What this task involves
Every line in the entries that holds the word "bucket" counts toward the answer, which should be a single number.
☆ ☆ ☆
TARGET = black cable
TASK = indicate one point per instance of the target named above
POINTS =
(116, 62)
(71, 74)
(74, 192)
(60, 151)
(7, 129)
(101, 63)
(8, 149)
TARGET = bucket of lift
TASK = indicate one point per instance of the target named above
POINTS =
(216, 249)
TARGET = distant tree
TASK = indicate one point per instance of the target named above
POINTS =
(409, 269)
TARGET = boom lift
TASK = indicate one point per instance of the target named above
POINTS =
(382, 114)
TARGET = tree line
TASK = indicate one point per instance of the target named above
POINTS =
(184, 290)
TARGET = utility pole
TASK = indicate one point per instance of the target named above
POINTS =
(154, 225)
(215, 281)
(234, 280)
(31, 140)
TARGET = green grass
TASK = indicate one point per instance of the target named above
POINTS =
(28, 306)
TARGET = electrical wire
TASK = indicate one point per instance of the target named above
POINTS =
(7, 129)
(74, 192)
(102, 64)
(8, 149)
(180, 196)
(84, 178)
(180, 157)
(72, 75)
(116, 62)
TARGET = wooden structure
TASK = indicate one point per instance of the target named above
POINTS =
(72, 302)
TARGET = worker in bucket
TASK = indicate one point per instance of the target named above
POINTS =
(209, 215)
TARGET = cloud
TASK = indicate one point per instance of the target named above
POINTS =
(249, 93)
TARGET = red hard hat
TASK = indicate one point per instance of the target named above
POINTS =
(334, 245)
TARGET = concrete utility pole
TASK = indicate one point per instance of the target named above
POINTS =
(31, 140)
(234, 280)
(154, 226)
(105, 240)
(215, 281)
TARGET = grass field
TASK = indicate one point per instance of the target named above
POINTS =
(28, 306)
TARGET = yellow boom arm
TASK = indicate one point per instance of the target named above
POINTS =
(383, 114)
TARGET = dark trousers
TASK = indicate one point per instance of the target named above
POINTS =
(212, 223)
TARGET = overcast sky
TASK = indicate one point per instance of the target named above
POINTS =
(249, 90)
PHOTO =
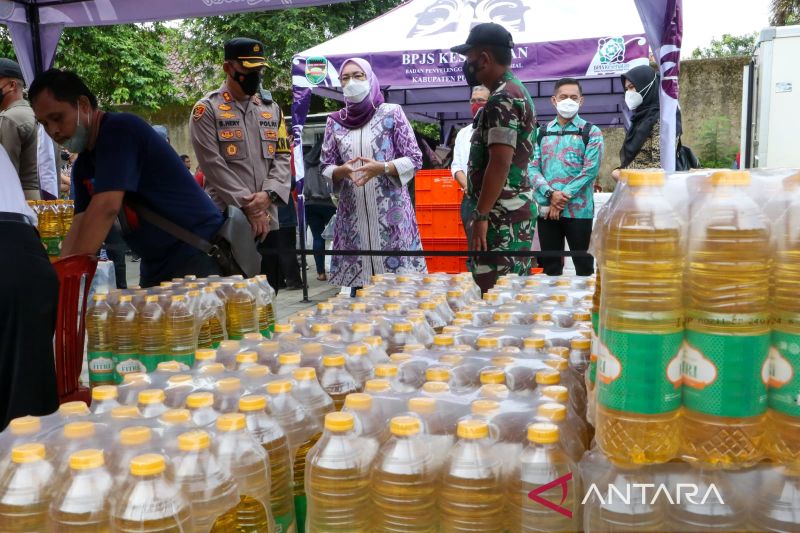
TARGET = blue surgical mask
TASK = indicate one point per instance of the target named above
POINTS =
(77, 143)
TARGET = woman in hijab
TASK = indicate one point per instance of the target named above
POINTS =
(370, 154)
(642, 145)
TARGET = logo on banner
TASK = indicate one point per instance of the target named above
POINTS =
(316, 69)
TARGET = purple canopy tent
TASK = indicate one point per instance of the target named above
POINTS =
(36, 25)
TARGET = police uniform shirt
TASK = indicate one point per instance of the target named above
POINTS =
(242, 147)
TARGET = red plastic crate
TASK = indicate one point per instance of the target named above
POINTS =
(440, 222)
(450, 265)
(437, 187)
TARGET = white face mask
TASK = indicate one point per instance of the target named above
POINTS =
(356, 90)
(567, 108)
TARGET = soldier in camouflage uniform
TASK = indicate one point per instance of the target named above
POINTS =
(499, 186)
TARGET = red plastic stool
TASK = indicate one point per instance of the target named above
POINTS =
(75, 275)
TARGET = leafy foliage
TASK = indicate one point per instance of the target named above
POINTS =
(728, 46)
(718, 146)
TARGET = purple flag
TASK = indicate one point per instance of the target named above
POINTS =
(663, 25)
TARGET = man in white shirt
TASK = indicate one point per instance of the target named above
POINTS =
(480, 95)
(27, 365)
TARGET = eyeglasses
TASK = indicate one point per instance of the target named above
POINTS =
(360, 76)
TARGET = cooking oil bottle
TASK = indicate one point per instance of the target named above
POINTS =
(272, 438)
(81, 504)
(404, 481)
(783, 435)
(125, 335)
(181, 341)
(25, 490)
(241, 313)
(725, 363)
(247, 461)
(212, 493)
(99, 348)
(152, 326)
(540, 463)
(471, 493)
(338, 461)
(641, 315)
(149, 500)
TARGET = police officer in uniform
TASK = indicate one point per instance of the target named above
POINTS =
(242, 144)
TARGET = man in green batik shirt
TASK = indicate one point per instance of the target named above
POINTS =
(498, 182)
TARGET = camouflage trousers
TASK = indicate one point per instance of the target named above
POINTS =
(517, 236)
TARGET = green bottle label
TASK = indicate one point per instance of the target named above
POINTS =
(639, 372)
(784, 373)
(126, 364)
(284, 523)
(101, 367)
(300, 511)
(725, 375)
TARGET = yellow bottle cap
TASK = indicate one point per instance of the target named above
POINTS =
(86, 459)
(322, 328)
(246, 357)
(104, 392)
(212, 369)
(280, 386)
(73, 408)
(149, 464)
(422, 405)
(472, 429)
(289, 358)
(533, 343)
(374, 386)
(134, 435)
(79, 430)
(305, 373)
(358, 401)
(252, 402)
(339, 422)
(357, 349)
(25, 425)
(385, 370)
(435, 387)
(28, 453)
(405, 426)
(231, 422)
(484, 407)
(333, 360)
(488, 342)
(580, 344)
(555, 412)
(489, 377)
(125, 411)
(437, 374)
(229, 384)
(402, 327)
(176, 416)
(168, 366)
(543, 433)
(284, 328)
(398, 358)
(205, 354)
(197, 400)
(558, 393)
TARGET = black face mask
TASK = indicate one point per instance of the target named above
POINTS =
(471, 73)
(249, 82)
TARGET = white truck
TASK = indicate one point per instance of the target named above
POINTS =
(771, 101)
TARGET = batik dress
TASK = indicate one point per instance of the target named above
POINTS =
(379, 215)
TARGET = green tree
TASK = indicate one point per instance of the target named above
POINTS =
(785, 12)
(729, 45)
(718, 146)
(283, 32)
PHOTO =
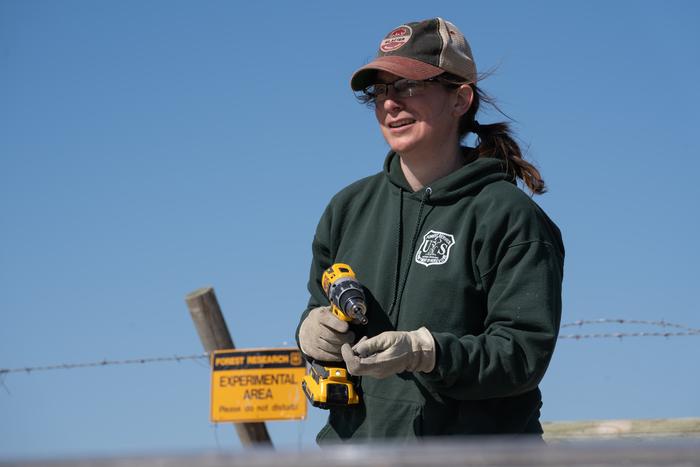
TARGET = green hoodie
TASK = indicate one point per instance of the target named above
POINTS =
(477, 262)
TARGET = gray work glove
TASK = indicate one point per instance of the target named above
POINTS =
(391, 352)
(321, 335)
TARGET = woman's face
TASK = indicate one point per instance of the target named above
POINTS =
(421, 123)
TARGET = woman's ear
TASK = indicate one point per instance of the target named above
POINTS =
(465, 96)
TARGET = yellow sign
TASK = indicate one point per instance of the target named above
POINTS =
(257, 385)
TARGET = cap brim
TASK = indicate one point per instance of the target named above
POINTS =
(404, 67)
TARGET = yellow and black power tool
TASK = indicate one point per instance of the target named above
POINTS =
(328, 385)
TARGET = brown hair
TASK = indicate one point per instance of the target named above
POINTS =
(495, 139)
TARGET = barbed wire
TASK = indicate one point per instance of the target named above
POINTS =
(687, 331)
(71, 366)
(661, 323)
(620, 335)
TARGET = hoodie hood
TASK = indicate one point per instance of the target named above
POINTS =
(469, 179)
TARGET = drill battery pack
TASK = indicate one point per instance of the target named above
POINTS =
(329, 387)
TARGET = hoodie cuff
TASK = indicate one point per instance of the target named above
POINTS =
(423, 346)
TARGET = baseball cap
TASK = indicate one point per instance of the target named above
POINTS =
(420, 50)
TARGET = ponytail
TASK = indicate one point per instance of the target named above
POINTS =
(495, 140)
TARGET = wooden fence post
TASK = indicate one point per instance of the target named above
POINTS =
(214, 334)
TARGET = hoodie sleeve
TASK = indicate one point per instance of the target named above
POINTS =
(320, 261)
(521, 268)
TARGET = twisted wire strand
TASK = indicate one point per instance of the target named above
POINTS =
(686, 331)
(133, 361)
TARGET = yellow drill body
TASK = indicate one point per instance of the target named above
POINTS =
(328, 385)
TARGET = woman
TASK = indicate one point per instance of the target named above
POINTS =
(462, 270)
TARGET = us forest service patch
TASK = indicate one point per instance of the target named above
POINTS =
(435, 248)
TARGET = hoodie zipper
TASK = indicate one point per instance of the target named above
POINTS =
(398, 290)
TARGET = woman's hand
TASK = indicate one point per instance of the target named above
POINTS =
(321, 335)
(391, 352)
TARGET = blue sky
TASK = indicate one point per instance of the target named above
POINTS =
(151, 148)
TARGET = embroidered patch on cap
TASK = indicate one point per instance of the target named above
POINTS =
(396, 39)
(435, 248)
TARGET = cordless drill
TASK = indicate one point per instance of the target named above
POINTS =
(328, 385)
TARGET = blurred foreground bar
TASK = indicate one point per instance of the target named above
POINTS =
(609, 429)
(665, 452)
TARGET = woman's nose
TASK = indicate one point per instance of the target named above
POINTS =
(391, 102)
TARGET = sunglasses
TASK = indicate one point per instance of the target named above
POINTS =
(403, 88)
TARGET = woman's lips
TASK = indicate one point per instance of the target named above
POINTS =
(400, 123)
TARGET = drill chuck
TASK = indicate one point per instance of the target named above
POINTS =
(347, 294)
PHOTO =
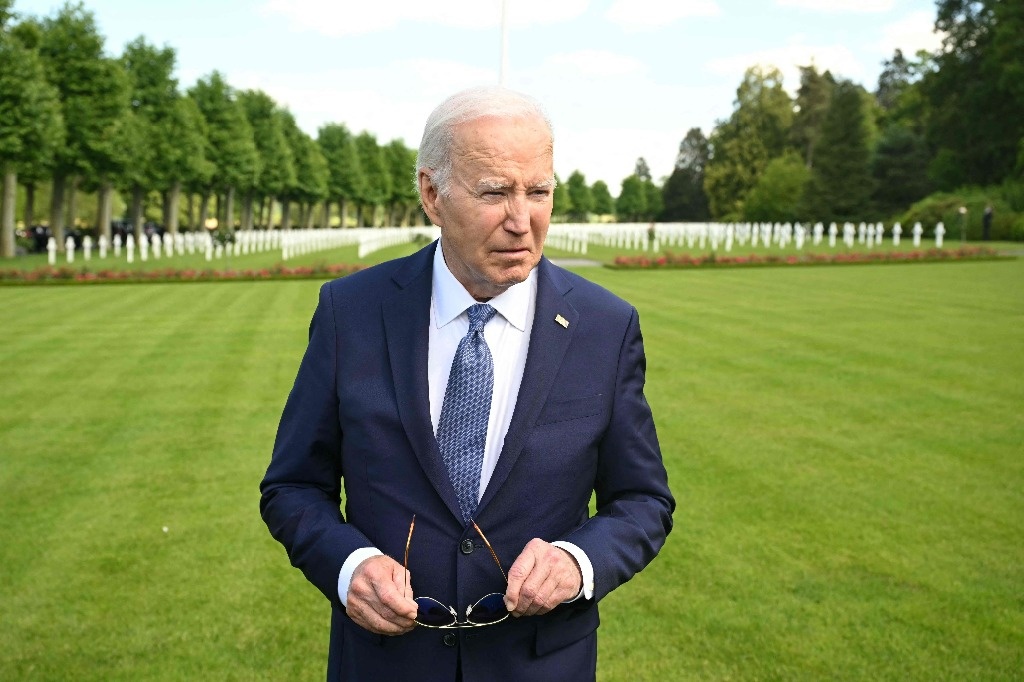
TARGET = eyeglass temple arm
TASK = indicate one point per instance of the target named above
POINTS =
(491, 549)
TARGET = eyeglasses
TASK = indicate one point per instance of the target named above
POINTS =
(486, 610)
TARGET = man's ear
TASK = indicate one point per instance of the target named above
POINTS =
(428, 196)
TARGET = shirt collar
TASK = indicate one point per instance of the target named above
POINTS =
(452, 299)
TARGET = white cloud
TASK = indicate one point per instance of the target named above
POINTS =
(597, 62)
(354, 96)
(913, 32)
(335, 18)
(863, 6)
(638, 14)
(838, 58)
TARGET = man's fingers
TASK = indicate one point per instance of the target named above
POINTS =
(379, 597)
(517, 574)
(542, 578)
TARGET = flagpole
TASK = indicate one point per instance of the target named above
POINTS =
(505, 43)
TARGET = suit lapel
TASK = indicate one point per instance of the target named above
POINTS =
(407, 315)
(548, 343)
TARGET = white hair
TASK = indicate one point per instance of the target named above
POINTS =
(438, 133)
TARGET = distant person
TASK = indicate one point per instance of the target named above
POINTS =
(469, 399)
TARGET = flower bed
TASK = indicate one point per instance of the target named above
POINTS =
(670, 260)
(67, 274)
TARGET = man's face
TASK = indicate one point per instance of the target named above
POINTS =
(495, 218)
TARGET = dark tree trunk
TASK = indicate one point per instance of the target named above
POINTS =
(103, 211)
(30, 205)
(171, 212)
(7, 213)
(135, 215)
(286, 214)
(56, 209)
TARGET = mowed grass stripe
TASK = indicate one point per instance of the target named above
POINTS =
(871, 460)
(844, 442)
(170, 435)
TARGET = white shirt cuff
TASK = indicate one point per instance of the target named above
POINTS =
(586, 569)
(347, 568)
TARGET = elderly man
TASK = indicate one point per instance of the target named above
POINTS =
(470, 397)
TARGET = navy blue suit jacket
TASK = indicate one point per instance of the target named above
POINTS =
(356, 426)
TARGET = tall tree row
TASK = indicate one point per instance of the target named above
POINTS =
(74, 119)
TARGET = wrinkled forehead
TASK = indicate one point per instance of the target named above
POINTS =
(504, 147)
(503, 134)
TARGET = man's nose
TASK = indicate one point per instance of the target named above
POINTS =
(517, 213)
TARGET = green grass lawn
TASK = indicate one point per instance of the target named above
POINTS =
(845, 444)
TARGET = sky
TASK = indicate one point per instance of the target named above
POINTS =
(620, 79)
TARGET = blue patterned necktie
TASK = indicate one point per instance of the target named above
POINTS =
(462, 429)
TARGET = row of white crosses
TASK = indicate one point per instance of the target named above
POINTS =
(369, 240)
(166, 246)
(291, 243)
(656, 237)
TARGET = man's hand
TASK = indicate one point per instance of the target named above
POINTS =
(379, 597)
(542, 578)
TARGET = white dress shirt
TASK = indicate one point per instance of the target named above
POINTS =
(507, 335)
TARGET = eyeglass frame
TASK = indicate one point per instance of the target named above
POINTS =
(455, 614)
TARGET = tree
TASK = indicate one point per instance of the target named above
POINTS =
(812, 102)
(653, 204)
(893, 81)
(346, 177)
(632, 203)
(275, 171)
(401, 165)
(976, 92)
(377, 188)
(580, 197)
(93, 93)
(900, 170)
(183, 164)
(741, 146)
(683, 197)
(561, 204)
(147, 140)
(603, 204)
(31, 125)
(309, 186)
(841, 183)
(642, 171)
(779, 193)
(229, 142)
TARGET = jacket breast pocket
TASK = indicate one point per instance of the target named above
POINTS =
(564, 411)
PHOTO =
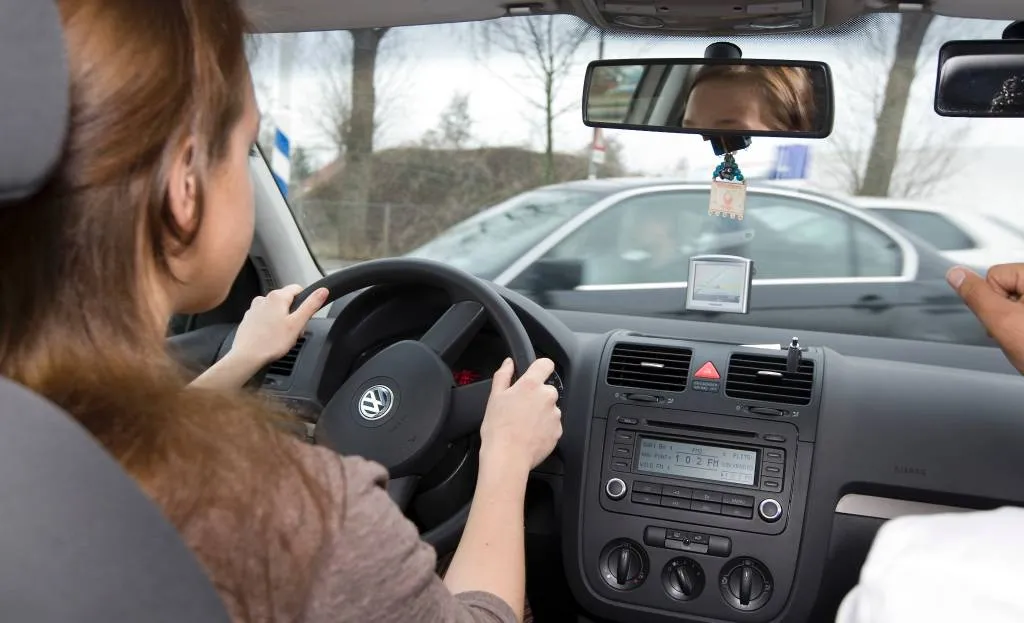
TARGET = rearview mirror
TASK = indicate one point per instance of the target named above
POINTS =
(980, 79)
(711, 96)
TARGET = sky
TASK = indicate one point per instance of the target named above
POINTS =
(421, 68)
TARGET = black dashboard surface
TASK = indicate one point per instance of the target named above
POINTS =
(891, 424)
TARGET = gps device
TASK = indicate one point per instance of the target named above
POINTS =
(719, 283)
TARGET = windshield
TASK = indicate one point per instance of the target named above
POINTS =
(464, 143)
(491, 242)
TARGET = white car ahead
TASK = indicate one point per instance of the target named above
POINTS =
(966, 238)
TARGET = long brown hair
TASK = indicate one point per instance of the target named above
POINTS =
(74, 323)
(786, 91)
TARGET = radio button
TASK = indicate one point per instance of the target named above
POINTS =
(678, 503)
(677, 492)
(619, 465)
(645, 498)
(647, 488)
(654, 536)
(686, 546)
(737, 511)
(770, 510)
(707, 496)
(615, 489)
(719, 546)
(710, 507)
(737, 500)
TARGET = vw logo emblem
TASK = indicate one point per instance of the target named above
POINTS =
(376, 403)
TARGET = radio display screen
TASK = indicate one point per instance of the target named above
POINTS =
(688, 460)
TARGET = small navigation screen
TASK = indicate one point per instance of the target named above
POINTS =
(722, 284)
(683, 459)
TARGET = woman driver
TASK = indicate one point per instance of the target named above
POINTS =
(152, 213)
(752, 97)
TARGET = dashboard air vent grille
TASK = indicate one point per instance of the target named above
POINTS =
(649, 367)
(760, 377)
(265, 275)
(285, 365)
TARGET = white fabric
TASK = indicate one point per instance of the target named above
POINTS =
(955, 568)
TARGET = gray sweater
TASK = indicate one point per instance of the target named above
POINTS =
(372, 566)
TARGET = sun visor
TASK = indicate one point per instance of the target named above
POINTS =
(34, 97)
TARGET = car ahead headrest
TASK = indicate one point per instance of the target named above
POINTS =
(34, 95)
(79, 540)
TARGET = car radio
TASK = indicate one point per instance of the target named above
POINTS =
(666, 469)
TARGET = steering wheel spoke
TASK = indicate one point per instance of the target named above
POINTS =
(450, 336)
(468, 406)
(402, 489)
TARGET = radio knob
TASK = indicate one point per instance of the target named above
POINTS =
(745, 584)
(614, 489)
(624, 565)
(770, 510)
(683, 579)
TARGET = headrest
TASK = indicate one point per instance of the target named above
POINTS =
(34, 97)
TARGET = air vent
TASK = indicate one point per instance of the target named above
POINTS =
(285, 365)
(648, 367)
(759, 377)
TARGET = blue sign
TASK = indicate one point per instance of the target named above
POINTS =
(791, 162)
(281, 161)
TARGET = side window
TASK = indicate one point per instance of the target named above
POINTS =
(934, 229)
(647, 239)
(875, 253)
(797, 239)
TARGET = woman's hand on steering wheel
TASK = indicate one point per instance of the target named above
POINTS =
(522, 423)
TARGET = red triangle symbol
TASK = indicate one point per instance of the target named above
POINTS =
(709, 372)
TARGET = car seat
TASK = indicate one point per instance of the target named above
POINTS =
(79, 541)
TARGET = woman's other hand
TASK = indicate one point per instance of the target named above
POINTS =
(269, 329)
(522, 422)
(996, 300)
(266, 333)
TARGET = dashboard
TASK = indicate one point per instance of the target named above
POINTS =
(706, 472)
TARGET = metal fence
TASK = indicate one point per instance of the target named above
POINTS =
(343, 233)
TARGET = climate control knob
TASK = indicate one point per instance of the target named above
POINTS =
(614, 489)
(745, 584)
(624, 565)
(770, 510)
(683, 579)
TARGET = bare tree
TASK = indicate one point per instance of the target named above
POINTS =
(547, 47)
(351, 116)
(881, 154)
(455, 130)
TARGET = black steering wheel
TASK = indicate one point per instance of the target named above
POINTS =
(400, 407)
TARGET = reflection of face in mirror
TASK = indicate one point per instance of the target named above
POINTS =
(752, 97)
(1010, 99)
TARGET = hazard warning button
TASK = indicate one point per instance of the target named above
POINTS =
(708, 372)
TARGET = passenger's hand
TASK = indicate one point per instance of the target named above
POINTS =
(269, 330)
(995, 299)
(522, 422)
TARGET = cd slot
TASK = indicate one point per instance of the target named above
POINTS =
(702, 429)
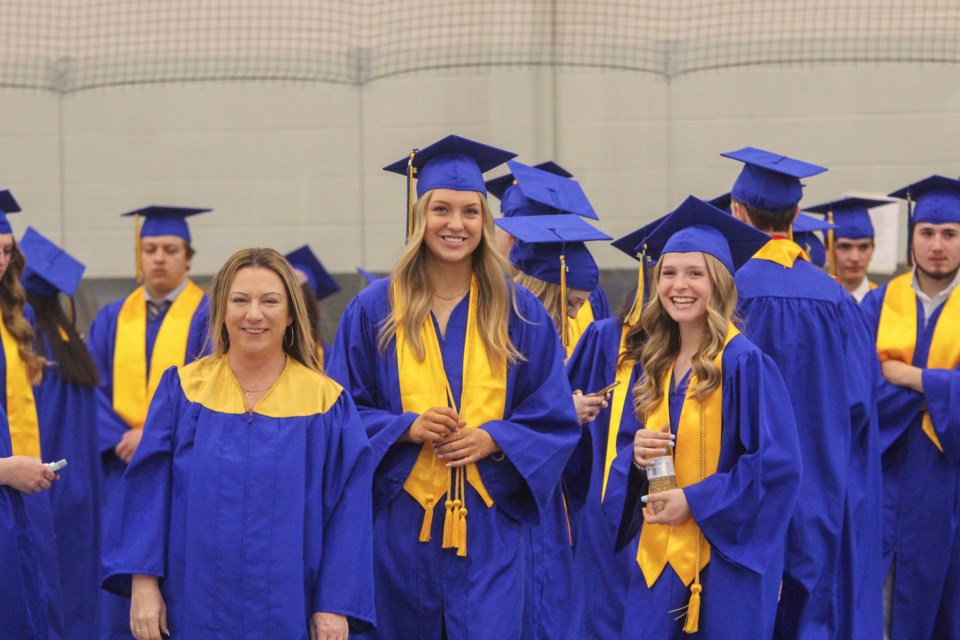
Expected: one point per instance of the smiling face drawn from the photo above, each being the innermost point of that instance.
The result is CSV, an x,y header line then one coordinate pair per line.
x,y
684,287
454,225
257,312
936,248
853,257
164,262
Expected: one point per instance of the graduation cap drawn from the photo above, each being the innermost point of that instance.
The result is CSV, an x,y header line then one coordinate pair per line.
x,y
770,181
451,163
721,202
7,205
551,248
160,220
305,261
49,269
804,234
850,215
539,192
698,226
498,186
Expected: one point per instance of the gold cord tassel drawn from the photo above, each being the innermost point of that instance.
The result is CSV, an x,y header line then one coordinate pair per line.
x,y
427,520
564,321
692,624
136,247
830,257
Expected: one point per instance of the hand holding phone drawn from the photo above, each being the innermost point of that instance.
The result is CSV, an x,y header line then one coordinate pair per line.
x,y
607,389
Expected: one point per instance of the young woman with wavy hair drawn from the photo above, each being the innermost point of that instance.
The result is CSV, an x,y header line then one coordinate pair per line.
x,y
456,372
710,552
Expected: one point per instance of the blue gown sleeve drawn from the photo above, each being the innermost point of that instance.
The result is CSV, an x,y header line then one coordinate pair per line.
x,y
353,362
941,389
110,426
345,580
136,537
744,508
540,428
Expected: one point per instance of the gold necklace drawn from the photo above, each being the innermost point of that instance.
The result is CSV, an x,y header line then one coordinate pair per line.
x,y
459,295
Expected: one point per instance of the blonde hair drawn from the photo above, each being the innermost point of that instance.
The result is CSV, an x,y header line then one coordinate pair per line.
x,y
548,294
410,282
301,346
12,299
662,344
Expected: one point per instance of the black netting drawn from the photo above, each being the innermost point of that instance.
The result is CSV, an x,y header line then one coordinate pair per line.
x,y
71,45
☆ ☆ ☆
Response to the task
2